• _Work to do_
Copy every line of the records below character for character, with nothing changed.

A block of data
◆ ◆ ◆ ◆ ◆
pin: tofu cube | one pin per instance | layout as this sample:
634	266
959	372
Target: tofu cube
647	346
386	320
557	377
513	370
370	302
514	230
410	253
◆ ◆ ◆ ◆ ◆
• _Final result_
pin: tofu cube | one pin per instance | layout as this sample:
634	266
959	372
Target: tofu cube
647	346
386	320
557	377
513	370
370	302
514	230
410	253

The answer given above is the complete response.